[EXCERPT]:
It’s not common, but it is possible for mobile games to spawn some pretty clever gameplay conventions that you might not otherwise see on PC. I’m not talking about AR or motion controls, but rather designs that work particularly well for short sessions on touchscreens, designs that many PC developers need not consider. Ticket to Earth takes two gameplay styles I’m a huge fan of, turn-based tactics and puzzles, and merges them into a battle system the likes of which I’ve never seen before. There’s a lot of story and character progression built around it too, and while none of it goes particularly deep or varied it does offer some challenging battles in bite-sized portions.


The colony world of New Providence has outlived its usefulness, and public order is breaking down as poor settlers scramble to get off-world. Tickets to Earth (see what they did there?) are unattainable by all but the richest inhabitants, sparking protests and unrest. In the distant settlement of Land’s End this unrest is about to take on a whole new dimension, as hardened criminals stage a massive breakout from the penitentiary and set their sights on upending the planetary government. In the midst of this chaos, several heroes will be called into action from their diverse walks of life, including a gardener named Rose, a hardened bounty hunter known as Wolf, a doctor, a test subject, and more.

I will warn you up front that Ticket to Earth is episodic, and currently contains three of its four planned episodes. There’s no reason to believe the fourth won’t make it in, but if you’re anything like me having an incomplete game can be a bit of a buzzkill. What is already present will last you awhile, though, with three to four hours of main quests and side missions to work through per episode. Battles themselves don’t take too long, averaging maybe five minutes each, but there are loads of them and loads of dialog and upgrades to explore between each. I will also say that the story is quite good, told in still comic panels with bold, colorful art and charming character designs. It’s not going to break any expectations, but there’s enough going on to keep you invested in the lives of Rose and her allies.

[EXERCISE TASK 1]: According to the Ticket to Earth review, how many of its planned episodes does the game currently contain?
[EXERCISE TASK 2]: Write the next part of the Ticket to Earth review, picking up after its final sentence.

[Extracted records]:
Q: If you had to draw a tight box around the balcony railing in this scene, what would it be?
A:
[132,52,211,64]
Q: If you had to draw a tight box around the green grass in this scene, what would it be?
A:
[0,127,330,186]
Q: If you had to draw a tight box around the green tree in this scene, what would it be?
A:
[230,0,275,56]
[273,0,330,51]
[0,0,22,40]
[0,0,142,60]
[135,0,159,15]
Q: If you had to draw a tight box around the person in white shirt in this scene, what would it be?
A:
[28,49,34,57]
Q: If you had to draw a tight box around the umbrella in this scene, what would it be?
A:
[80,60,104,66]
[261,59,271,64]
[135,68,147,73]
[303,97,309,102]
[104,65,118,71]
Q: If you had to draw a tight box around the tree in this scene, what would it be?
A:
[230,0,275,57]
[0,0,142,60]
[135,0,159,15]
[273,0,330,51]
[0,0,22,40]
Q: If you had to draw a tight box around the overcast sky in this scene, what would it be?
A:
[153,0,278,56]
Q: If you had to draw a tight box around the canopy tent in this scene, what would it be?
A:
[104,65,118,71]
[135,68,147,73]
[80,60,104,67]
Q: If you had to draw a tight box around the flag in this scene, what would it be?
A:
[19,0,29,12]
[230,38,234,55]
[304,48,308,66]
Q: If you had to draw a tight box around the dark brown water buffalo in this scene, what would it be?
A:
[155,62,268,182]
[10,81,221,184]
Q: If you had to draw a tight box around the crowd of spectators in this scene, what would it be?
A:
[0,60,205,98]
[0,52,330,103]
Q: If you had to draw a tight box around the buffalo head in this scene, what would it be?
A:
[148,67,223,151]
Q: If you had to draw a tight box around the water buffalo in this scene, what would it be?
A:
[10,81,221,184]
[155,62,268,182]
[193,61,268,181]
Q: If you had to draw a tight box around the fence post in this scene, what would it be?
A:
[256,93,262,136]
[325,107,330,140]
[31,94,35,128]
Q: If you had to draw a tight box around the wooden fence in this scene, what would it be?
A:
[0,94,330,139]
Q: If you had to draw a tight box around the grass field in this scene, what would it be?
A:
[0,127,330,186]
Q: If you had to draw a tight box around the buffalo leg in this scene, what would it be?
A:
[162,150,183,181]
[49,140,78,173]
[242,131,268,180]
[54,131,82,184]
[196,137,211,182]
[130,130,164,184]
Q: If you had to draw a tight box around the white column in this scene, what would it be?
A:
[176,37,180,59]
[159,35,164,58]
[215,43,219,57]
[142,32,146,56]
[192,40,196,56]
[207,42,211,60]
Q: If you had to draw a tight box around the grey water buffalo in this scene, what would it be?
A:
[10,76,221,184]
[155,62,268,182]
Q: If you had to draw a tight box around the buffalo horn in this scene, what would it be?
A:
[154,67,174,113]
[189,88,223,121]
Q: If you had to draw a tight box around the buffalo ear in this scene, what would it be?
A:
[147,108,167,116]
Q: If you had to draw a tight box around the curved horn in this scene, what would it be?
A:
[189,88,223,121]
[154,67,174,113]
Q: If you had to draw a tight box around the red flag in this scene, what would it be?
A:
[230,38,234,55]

[FINAL ANSWER 1]: It contains three of its four planned episodes.

[FINAL ANSWER 2]:
It all revolves around the battle system though, and as interesting as it is, it comes with a few drawbacks. Combat takes place on a small-ish grid of colored tiles, four basic types and a few special ones later in the game. Your characters get two actions per turn, and moving along a single color of tile uses one of those actions. You can move as far as you want on that one action, as long as you stick to the color you first stepped on. Attacking or using most powers consumes another point, so you’re generally going to be moving and attacking once each or moving across two colors of tile if needed. Each tile you step on boosts your attack, with a more pronounced effect after crossing five in a single move. This is key because it can push your base attack from 2 or 3 up to 20 or 30 for a single attack. Landing an attack resets your attack power, so running circuits around the grid between attacks is the name of the game, especially because that also charges your four color-matched powers.

I like this system, and it’s good for staging fast-paced tactical fights that don’t require particularly rigorous thinking. It has its drawbacks, though, and chief among them is that it’s heavily randomized. The tile layout for every battle is randomized, from the initial arrangement to what replaces crossed tiles. Most of the time you’ll be able to get into position or charge up your attacks no problem, but there will be instances where you can’t move more than two or three spaces because of a bad mix. It’s worse when you have characters like Wolf, who gets important bonuses from one type of tile, or battles with lots of enemies because they use the same rules to move and will eat favorable tile layouts on their turns. There’s also not much variety with the way this system is used, because almost every battle takes place on the same single-screen grid, and challenges you to defeat X enemies. After a few hours of those fights it can get a little old, especially if you repeat some due to bad tile luck or just to clear bonus objectives.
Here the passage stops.